▶ _Data shown_

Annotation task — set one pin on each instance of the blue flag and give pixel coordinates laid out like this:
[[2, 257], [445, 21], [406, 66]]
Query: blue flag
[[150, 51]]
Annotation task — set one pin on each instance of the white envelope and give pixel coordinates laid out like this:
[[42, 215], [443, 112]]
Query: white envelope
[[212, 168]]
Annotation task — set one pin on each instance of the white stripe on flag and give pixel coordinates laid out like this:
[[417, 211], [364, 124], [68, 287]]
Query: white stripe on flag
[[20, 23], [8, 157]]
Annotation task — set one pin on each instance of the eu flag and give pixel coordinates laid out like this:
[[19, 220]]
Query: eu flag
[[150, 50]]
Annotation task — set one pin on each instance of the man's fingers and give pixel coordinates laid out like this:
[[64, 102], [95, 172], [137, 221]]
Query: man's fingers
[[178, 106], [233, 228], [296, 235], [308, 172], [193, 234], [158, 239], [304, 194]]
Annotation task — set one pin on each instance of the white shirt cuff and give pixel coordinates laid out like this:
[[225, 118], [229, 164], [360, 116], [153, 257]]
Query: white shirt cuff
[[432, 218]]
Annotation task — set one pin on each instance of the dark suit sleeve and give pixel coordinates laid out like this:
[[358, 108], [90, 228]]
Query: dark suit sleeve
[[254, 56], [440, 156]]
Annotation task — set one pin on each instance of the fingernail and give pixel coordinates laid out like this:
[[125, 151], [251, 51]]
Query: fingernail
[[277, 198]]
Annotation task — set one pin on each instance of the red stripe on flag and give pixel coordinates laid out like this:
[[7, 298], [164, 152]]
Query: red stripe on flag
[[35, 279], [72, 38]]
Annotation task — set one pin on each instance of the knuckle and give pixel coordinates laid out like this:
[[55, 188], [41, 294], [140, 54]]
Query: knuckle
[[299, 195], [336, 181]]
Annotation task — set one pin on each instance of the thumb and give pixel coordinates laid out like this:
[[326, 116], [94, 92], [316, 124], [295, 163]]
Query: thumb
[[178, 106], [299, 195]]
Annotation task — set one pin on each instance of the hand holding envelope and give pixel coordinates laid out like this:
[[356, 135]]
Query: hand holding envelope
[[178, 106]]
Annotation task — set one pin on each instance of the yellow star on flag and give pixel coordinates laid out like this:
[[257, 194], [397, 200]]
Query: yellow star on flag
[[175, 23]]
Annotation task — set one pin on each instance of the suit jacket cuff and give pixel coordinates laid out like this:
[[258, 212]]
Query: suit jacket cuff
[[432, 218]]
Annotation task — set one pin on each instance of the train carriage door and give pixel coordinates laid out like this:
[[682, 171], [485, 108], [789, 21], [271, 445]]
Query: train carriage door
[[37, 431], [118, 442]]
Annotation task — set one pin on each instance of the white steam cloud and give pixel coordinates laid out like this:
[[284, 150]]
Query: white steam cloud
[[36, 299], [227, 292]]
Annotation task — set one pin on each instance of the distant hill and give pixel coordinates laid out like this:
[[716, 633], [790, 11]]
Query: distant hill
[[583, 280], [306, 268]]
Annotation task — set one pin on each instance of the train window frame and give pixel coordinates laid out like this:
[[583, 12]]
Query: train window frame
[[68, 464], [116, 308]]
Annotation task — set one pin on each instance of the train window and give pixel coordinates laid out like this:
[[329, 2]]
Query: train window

▶ _Activity_
All lines above from the line with "of the fingernail" through the line with "[[716, 633], [790, 11]]", both included, are to be set down exactly, with nothing else.

▶ _Reply_
Annotation task — set one pin on each instance of the fingernail and give pixel coordinates laid out like this:
[[125, 151], [251, 51]]
Query: fingernail
[[277, 198]]
Annotation task — set one pin on each instance of the red stripe on flag and give pixel coordinates laid out like this:
[[7, 298], [164, 152]]
Query: red stripe on flag
[[35, 279], [72, 38]]
Annotation task — set one pin on each instance of the knuckle and give pixel coordinates laid out like this:
[[55, 188], [41, 294], [140, 54]]
Query: knuckle
[[299, 195], [336, 181]]
Annotation task — set one pin on each instance of the thumb and give pixel coordinates laid out like this:
[[326, 116], [94, 92], [316, 124], [295, 163]]
Query: thumb
[[178, 106], [299, 195]]
Annotation task — set one pin on each instance of the hand holding envelope and give pixel coordinates laid out like this:
[[356, 135]]
Query: hand holding envelope
[[178, 106]]
Annotation task — set one pin on each instance of the yellow star on flag and give pixel coordinates laid out like this:
[[257, 194], [397, 200]]
Query: yellow star on flag
[[175, 23]]
Annotation task — set one pin on each instance of the suit jacket cuff and give pixel coordinates laid out like this:
[[258, 212]]
Query: suit jacket cuff
[[432, 218]]
Annotation task — set one pin on each instance of the train carriage door and give pixel coordinates laid out like this:
[[682, 171], [485, 108], [789, 21], [271, 445]]
Query: train carriage door
[[37, 431], [118, 442]]
Annotation task — set one pin on each instance of the white steam cloud and give pixel coordinates laid out like this:
[[284, 150]]
Query: white steam cloud
[[36, 299], [227, 292]]
Annotation task — set one pin on each instance of the distant hill and give pixel coordinates laid out like this:
[[716, 633], [790, 11]]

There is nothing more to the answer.